→ What you will do:
1/ Copy the passage of the Santa Fe telecom article below from "The five ordinances" to "cables or antennas.".
2/ In the Santa Fe telecom article below, what do city fiscal analyses say later network expansions could eventually give Santa Feans?

Despite a disorderly crowd, the council approved deals aimed at improving wireless and cellular connectivity.
The dozens of Santa Fe residents who claim they are endangered by the radio frequencies emitted by telecommunication facilities protested five proposed telecom franchise agreements at length Wednesday night before the City Council.
Amid the interruptions of the frequently disorderly crowd, councilors approved the agreements, which are expected to pave the way to enhanced wireless and cellular connectivity. The decision places the city in accordance with a new state law that will establish access and regulation rules for small cellular facilities on public infrastructure.
The five ordinances establish new access rights to public rights of way for telephone and internet service providers, whether with cables or antennas.
Subsequent network expansions could eventually provide Santa Feans with faster speeds, broader coverage and additional retail competition, according to city fiscal analyses.

→ Extracted entries:
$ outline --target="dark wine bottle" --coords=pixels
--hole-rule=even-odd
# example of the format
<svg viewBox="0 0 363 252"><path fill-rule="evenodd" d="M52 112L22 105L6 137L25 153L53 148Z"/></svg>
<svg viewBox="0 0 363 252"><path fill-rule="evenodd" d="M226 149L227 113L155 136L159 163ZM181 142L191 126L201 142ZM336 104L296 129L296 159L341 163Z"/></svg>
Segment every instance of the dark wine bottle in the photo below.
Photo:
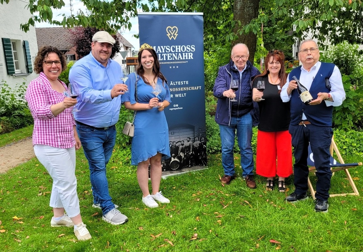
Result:
<svg viewBox="0 0 363 252"><path fill-rule="evenodd" d="M300 97L302 100L303 102L306 105L309 105L309 103L313 100L313 96L310 94L307 88L300 83L296 76L293 77L293 79L296 82L296 84L297 84L297 91L300 95Z"/></svg>

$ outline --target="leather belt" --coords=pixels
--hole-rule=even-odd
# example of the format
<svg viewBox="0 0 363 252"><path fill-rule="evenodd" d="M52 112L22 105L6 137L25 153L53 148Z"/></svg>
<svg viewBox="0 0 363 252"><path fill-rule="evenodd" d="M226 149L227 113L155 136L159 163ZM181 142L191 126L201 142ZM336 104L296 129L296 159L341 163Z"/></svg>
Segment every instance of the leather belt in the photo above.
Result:
<svg viewBox="0 0 363 252"><path fill-rule="evenodd" d="M305 127L306 127L307 124L311 124L311 123L307 120L305 120L303 121L301 121L299 123L299 125L303 125Z"/></svg>
<svg viewBox="0 0 363 252"><path fill-rule="evenodd" d="M87 127L89 127L90 128L91 128L93 129L101 129L103 130L106 130L106 129L108 129L111 127L112 127L113 126L114 126L113 125L111 126L109 126L108 127L103 127L102 128L97 128L96 127L94 127L93 126L91 126L90 125L87 125L87 124L86 124L85 123L81 123L80 121L76 121L76 120L75 120L75 121L76 121L76 123L77 123L77 124L78 124L79 125L82 125L83 126L87 126Z"/></svg>

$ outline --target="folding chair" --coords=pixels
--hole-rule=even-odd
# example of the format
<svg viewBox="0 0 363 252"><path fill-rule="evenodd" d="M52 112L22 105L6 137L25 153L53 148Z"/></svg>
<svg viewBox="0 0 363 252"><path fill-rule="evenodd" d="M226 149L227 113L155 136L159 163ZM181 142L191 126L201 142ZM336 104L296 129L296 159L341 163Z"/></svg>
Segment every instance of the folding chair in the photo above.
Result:
<svg viewBox="0 0 363 252"><path fill-rule="evenodd" d="M308 165L311 166L311 167L309 168L309 172L316 172L316 169L315 168L315 166L314 166L314 159L313 158L313 153L311 152L311 149L310 148L310 145L309 145L309 155L307 158L307 165ZM333 157L333 154L334 152L335 152L335 154L337 154L337 156L338 157L338 160L339 160L339 162L337 162L335 160ZM345 173L346 175L347 176L347 178L348 179L348 181L349 181L349 183L350 184L351 186L352 187L352 188L353 189L353 191L354 193L340 193L337 194L330 194L330 197L334 197L335 196L344 196L346 195L355 195L356 196L358 196L359 195L359 193L358 192L358 190L357 190L357 187L355 186L355 185L354 184L354 181L353 181L353 179L352 178L352 177L350 175L350 174L349 173L349 172L348 171L348 169L350 168L351 168L352 167L354 167L358 165L362 165L363 164L362 162L359 162L359 163L354 163L353 164L345 164L344 163L344 161L343 160L343 158L342 157L342 156L340 155L340 153L339 152L339 150L338 149L338 147L337 146L337 144L335 144L335 142L334 141L334 136L331 139L331 144L330 145L330 169L331 170L332 172L334 173L335 172L338 172L338 171L340 171L342 170L344 170L344 172ZM339 162L340 162L339 163ZM307 186L309 188L309 190L310 190L310 192L311 193L311 196L313 197L313 198L315 199L315 191L314 190L314 188L313 187L313 185L311 184L311 181L310 181L310 179L309 178L309 177L307 178Z"/></svg>

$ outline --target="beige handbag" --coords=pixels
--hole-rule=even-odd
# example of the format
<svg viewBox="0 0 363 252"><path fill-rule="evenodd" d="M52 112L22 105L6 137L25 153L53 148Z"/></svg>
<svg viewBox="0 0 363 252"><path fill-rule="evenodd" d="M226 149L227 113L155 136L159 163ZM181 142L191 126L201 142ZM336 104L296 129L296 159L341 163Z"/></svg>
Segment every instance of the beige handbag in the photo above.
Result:
<svg viewBox="0 0 363 252"><path fill-rule="evenodd" d="M136 81L135 82L135 99L136 100L136 102L137 100L137 75L135 73L136 75ZM125 135L127 135L129 136L132 137L134 136L134 132L135 130L135 127L134 125L134 122L135 120L135 116L136 116L136 111L135 111L134 113L134 118L132 119L132 122L130 123L129 121L127 121L125 124L125 125L123 126L123 129L122 129L122 133Z"/></svg>

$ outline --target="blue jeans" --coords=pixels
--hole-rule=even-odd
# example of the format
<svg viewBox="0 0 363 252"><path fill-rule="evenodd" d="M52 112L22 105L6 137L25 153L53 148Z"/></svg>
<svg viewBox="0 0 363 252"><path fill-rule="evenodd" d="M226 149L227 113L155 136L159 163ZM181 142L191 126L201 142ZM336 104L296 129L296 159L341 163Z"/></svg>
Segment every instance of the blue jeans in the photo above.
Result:
<svg viewBox="0 0 363 252"><path fill-rule="evenodd" d="M291 125L289 128L291 134L291 143L294 146L294 183L295 192L299 194L307 191L307 148L310 146L314 155L314 164L317 169L317 199L326 201L329 198L330 187L330 153L329 148L331 143L333 131L331 127L318 126L312 124Z"/></svg>
<svg viewBox="0 0 363 252"><path fill-rule="evenodd" d="M109 193L106 165L112 154L116 141L116 128L98 129L77 125L77 132L88 160L93 203L101 204L104 215L115 208Z"/></svg>
<svg viewBox="0 0 363 252"><path fill-rule="evenodd" d="M222 165L224 174L232 176L234 174L234 162L233 148L234 145L236 130L237 141L241 150L241 166L242 175L253 175L253 156L251 146L252 141L252 117L248 113L241 117L232 117L231 125L219 125L222 142Z"/></svg>

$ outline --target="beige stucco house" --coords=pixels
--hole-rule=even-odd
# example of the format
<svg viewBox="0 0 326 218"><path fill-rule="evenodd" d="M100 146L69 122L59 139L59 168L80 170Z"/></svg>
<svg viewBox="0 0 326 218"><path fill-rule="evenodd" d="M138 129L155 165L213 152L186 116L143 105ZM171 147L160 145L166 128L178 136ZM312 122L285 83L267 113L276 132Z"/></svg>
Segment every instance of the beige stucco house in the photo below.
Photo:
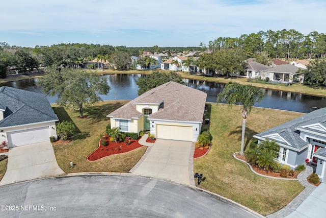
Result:
<svg viewBox="0 0 326 218"><path fill-rule="evenodd" d="M115 110L111 128L126 132L150 131L155 138L196 141L207 94L170 81L152 89Z"/></svg>

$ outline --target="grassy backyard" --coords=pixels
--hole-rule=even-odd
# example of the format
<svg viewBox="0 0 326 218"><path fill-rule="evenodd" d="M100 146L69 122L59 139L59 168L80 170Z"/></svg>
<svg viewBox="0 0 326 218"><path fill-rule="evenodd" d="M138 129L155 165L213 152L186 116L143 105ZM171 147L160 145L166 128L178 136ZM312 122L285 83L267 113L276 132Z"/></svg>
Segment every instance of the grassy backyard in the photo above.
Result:
<svg viewBox="0 0 326 218"><path fill-rule="evenodd" d="M212 147L206 156L194 161L194 172L203 174L201 187L229 198L266 215L284 207L303 189L298 181L264 178L252 173L232 155L240 151L242 106L229 108L210 104ZM265 108L253 109L247 119L245 148L256 133L300 116L303 114ZM203 128L207 128L204 125Z"/></svg>
<svg viewBox="0 0 326 218"><path fill-rule="evenodd" d="M128 172L138 162L146 147L94 162L86 160L87 156L97 148L98 141L105 132L110 122L105 115L127 102L118 101L117 104L115 101L99 102L86 109L84 115L87 118L83 119L76 118L79 114L77 111L52 105L60 121L72 120L76 126L72 142L53 145L58 163L65 172ZM70 167L71 161L75 164L72 168Z"/></svg>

→ Answers below:
1/
The five ordinances establish new access rights to public rights of way for telephone and internet service providers, whether with cables or antennas.

2/ Faster speeds, broader coverage and additional retail competition.